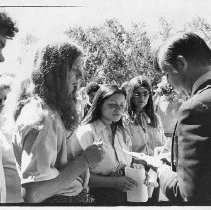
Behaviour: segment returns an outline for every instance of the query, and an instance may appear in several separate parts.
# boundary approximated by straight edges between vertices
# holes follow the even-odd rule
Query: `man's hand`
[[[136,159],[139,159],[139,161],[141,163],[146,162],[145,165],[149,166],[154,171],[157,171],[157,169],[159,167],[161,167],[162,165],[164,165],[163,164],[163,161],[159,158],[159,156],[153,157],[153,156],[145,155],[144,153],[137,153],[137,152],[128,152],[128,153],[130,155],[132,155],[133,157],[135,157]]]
----
PROBLEM DESCRIPTION: Every record above must be copied exactly; none of the pictures belong in the copy.

EXERCISE OUTPUT:
Behaviour: segment returns an outline for every instance of the query, and an instance may appear in several separate parts.
# boundary approximated by straight edges between vertices
# holes follow the even-odd rule
Query: `man's hand`
[[[136,159],[139,159],[139,161],[141,163],[146,162],[145,165],[149,166],[154,171],[157,171],[157,169],[159,167],[161,167],[162,165],[164,165],[163,164],[163,161],[159,158],[159,156],[153,157],[153,156],[145,155],[144,153],[137,153],[137,152],[128,152],[128,153],[130,155],[132,155],[133,157],[135,157]]]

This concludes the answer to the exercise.